- **GIVEN TEXT**:
The number of women in leadership positions in the global climate change negotiations under the UN Framework Convention on Climate Change (UNFCCC), such as presiding officers, co-chairs and co-facilitators of contact groups, or chairs and vice-chairs of constituted bodies, continues to lag behind considerably compared to the number of men in such positions. The ratio of women in the overall composition of these bodies also remains low.
Although the situation is slowly improving, progress is slow and fragile. The 2020 gender composition report prepared by the UNFCCC Secretariat noted that the trend towards more gender-balanced bodies that was reported in 2018 reversed in 2019 and 2020.
In 2021, the representation of women increased in four constituted bodies, decreased in four and remained unchanged in eight. Three constituted bodies reported having achieved the goal of gender balance compared with two in 2020. Of these three constituted bodies, two reported equal representation of women and men (both 50 per cent) and the other reported female representation of 63 per cent. On average, female members of constituted bodies occupied 33% of all the positions in a body in 2021, as in 2020. There are certain bodies where women participation is even lower, such as the Clean Development Mechanism Executive Board and the Katowice Committee of Experts on the Impacts of the Implementation of Response Measures (see Table 1 below).
Recognising this imbalance, UNFCCC Decisions 21/CP.22 and 3/CP.23, the COP noted the urgent need to improve the representation of women in all bodies established under the Convention, the Kyoto Protocol and the Paris Agreement. A key priority of the 2019 Gender Action Plan (Decision 3/CP.25) is also to “achieve and sustain the full, equal and meaningful participation of women in the UNFCCC process“.
However, there are currently few regular opportunities for women negotiators holding leadership positions in the UNFCCC process to meet to exchange knowledge and experiences; support each other; and work with other women negotiators in the process to achieve gender balance in the leadership and overall composition of UNFCCC bodies.
The Women Leaders Network of the UNFCCC aims to provide such opportunities. Networks are an important tool to support career development through the sharing of knowledge and experience. They can create and foster a sense of belonging; serve as a support system to bolster confidence and help with problem solving; and provide encouragement to women negotiators to take on positions of leadership.
The Network provides opportunities for women negotiators holding leadership positions in the UNFCCC process to meet and exchange knowledge and experiences; support each other; and work with other women negotiators in the process to achieve gender balance in the leadership and overall composition of UNFCCC bodies. Network members also mentor female negotiators from developing countries.

- **DATA PROVIDED**:
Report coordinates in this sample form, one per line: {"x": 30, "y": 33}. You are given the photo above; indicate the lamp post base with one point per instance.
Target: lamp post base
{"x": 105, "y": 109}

- **GOAL**: Quote the stretch of the text on women in UNFCCC leadership from "The number of women" through "2019 and 2020.", word for word.

- **FINAL ANSWER**:
The number of women in leadership positions in the global climate change negotiations under the UN Framework Convention on Climate Change (UNFCCC), such as presiding officers, co-chairs and co-facilitators of contact groups, or chairs and vice-chairs of constituted bodies, continues to lag behind considerably compared to the number of men in such positions. The ratio of women in the overall composition of these bodies also remains low.
Although the situation is slowly improving, progress is slow and fragile. The 2020 gender composition report prepared by the UNFCCC Secretariat noted that the trend towards more gender-balanced bodies that was reported in 2018 reversed in 2019 and 2020.